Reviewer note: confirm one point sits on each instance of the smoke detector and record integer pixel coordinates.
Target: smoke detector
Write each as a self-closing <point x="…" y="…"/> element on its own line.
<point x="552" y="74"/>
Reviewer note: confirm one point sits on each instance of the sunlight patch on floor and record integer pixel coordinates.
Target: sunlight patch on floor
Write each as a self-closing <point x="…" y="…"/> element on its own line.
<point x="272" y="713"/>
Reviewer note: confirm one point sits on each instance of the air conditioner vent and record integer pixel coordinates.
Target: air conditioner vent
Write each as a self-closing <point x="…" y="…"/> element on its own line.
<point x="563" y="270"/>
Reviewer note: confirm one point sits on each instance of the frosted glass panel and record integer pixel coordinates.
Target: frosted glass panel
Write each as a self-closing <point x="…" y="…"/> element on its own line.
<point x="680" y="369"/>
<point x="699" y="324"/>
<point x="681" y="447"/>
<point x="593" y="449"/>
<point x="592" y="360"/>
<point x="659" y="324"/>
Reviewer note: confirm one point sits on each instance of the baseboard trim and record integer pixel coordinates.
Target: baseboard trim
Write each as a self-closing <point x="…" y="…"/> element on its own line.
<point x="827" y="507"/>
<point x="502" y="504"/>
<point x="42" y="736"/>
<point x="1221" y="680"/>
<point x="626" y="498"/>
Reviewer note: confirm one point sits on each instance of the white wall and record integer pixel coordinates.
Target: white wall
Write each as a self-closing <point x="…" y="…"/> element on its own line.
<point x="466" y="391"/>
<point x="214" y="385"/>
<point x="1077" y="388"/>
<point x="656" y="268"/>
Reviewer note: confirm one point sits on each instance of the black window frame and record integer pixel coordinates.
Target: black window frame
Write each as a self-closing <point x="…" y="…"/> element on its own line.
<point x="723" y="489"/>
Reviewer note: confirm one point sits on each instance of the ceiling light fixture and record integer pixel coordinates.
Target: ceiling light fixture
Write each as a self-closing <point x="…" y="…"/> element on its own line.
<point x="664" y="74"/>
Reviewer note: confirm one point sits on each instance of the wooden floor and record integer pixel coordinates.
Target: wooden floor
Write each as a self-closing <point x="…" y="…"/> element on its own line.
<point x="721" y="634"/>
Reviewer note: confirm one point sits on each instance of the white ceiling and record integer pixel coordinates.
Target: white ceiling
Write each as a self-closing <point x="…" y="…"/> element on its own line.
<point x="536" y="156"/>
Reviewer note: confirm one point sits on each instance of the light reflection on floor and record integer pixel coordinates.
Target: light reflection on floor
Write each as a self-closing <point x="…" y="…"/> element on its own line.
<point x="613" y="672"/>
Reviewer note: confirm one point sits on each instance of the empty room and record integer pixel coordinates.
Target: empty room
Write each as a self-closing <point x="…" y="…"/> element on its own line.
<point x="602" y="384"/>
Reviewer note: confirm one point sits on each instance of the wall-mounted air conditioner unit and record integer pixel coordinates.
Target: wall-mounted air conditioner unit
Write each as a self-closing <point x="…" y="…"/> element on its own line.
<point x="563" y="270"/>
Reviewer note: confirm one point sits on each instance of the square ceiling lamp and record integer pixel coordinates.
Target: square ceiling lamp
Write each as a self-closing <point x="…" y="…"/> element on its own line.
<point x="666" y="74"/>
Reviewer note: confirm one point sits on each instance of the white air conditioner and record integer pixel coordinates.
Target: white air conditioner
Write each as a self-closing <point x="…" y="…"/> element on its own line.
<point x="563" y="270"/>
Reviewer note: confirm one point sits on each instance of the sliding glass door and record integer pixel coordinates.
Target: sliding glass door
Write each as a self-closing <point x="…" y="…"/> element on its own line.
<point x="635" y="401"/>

══════════

Work to do:
Convert every line of the records above into a JSON list of strings, with one string per line and any blank lines left out.

Written solution:
[
  "Reviewer note: confirm one point sits on each instance of the smoke detector and record integer pixel coordinates.",
  "Target: smoke detector",
  "Write each as a self-closing <point x=\"…\" y=\"…\"/> element on its own line.",
  "<point x=\"552\" y=\"74\"/>",
  "Reviewer note: confirm one point sits on each instance of the sunlight patch on floor and record integer pixel coordinates.",
  "Target: sunlight patch on floor",
  "Write each as a self-closing <point x=\"…\" y=\"…\"/> element on its own line.",
  "<point x=\"272\" y=\"713\"/>",
  "Reviewer note: confirm one point sits on each instance of the air conditioner vent and record integer pixel coordinates.",
  "Target: air conditioner vent",
  "Write each as a self-closing <point x=\"…\" y=\"…\"/> element on its own line.",
  "<point x=\"563\" y=\"270\"/>",
  "Reviewer note: confirm one point sits on each instance of the frosted glass panel and record integer pixel coordinates.",
  "Target: frosted glass panel",
  "Write each as a self-closing <point x=\"…\" y=\"…\"/> element on its own line.",
  "<point x=\"680\" y=\"369\"/>",
  "<point x=\"699\" y=\"324\"/>",
  "<point x=\"681\" y=\"447\"/>",
  "<point x=\"593\" y=\"449\"/>",
  "<point x=\"592\" y=\"360\"/>",
  "<point x=\"659\" y=\"324\"/>",
  "Reviewer note: confirm one point sits on each instance of the baseboard trim and record integer pixel coordinates.",
  "Target: baseboard trim",
  "Write each as a self-closing <point x=\"…\" y=\"…\"/> element on its own line.",
  "<point x=\"827\" y=\"507\"/>",
  "<point x=\"502\" y=\"504\"/>",
  "<point x=\"42\" y=\"736\"/>",
  "<point x=\"1221\" y=\"680\"/>",
  "<point x=\"626\" y=\"498\"/>",
  "Reviewer note: confirm one point sits on each instance of the white wall and record integer pixel coordinates.",
  "Target: white wall",
  "Write each as a self-closing <point x=\"…\" y=\"…\"/> element on its own line.",
  "<point x=\"466\" y=\"391\"/>",
  "<point x=\"214\" y=\"385\"/>",
  "<point x=\"1077\" y=\"388\"/>",
  "<point x=\"656\" y=\"268\"/>",
  "Reviewer note: confirm one point sits on each instance of the black window frame and record integer pixel coordinates.",
  "Target: black window frame",
  "Write each as a self-closing <point x=\"…\" y=\"…\"/> element on its own line.",
  "<point x=\"723\" y=\"489\"/>",
  "Reviewer note: confirm one point sits on each instance of the ceiling light fixture and record integer pixel coordinates.",
  "Target: ceiling light fixture",
  "Write each as a self-closing <point x=\"…\" y=\"…\"/> element on its own line.",
  "<point x=\"664\" y=\"74\"/>",
  "Reviewer note: confirm one point sits on each instance of the wooden floor and record integer pixel coordinates.",
  "Target: wooden floor",
  "Write each as a self-closing <point x=\"…\" y=\"…\"/> element on its own line.",
  "<point x=\"721\" y=\"634\"/>",
  "Reviewer note: confirm one point sits on each instance of the white ceiling and record integer pixel coordinates.",
  "Target: white ceiling",
  "Write each as a self-closing <point x=\"…\" y=\"…\"/> element on its own line.",
  "<point x=\"536\" y=\"156\"/>",
  "Reviewer note: confirm one point sits on each instance of the light reflection on floor and record integer pixel coordinates.",
  "Target: light reflection on floor",
  "Write each as a self-closing <point x=\"…\" y=\"…\"/> element on its own line.",
  "<point x=\"613\" y=\"672\"/>",
  "Reviewer note: confirm one point sits on each instance of the empty room and record integer pixel coordinates.",
  "Target: empty room",
  "Write each as a self-closing <point x=\"…\" y=\"…\"/> element on its own line.",
  "<point x=\"602\" y=\"384\"/>",
  "Reviewer note: confirm one point sits on each instance of the wall-mounted air conditioner unit and record integer pixel coordinates.",
  "Target: wall-mounted air conditioner unit",
  "Write each as a self-closing <point x=\"…\" y=\"…\"/> element on its own line.",
  "<point x=\"563\" y=\"270\"/>",
  "Reviewer note: confirm one point sits on each instance of the square ceiling lamp and record integer pixel coordinates.",
  "Target: square ceiling lamp",
  "Write each as a self-closing <point x=\"…\" y=\"…\"/> element on its own line.",
  "<point x=\"666\" y=\"74\"/>",
  "Reviewer note: confirm one point sits on each instance of the white air conditioner and record integer pixel coordinates.",
  "Target: white air conditioner",
  "Write each as a self-closing <point x=\"…\" y=\"…\"/> element on its own line.",
  "<point x=\"563\" y=\"270\"/>",
  "Reviewer note: confirm one point sits on each instance of the sliding glass door and record integer pixel coordinates.",
  "Target: sliding glass door",
  "Write each as a self-closing <point x=\"…\" y=\"…\"/> element on its own line.",
  "<point x=\"635\" y=\"401\"/>"
]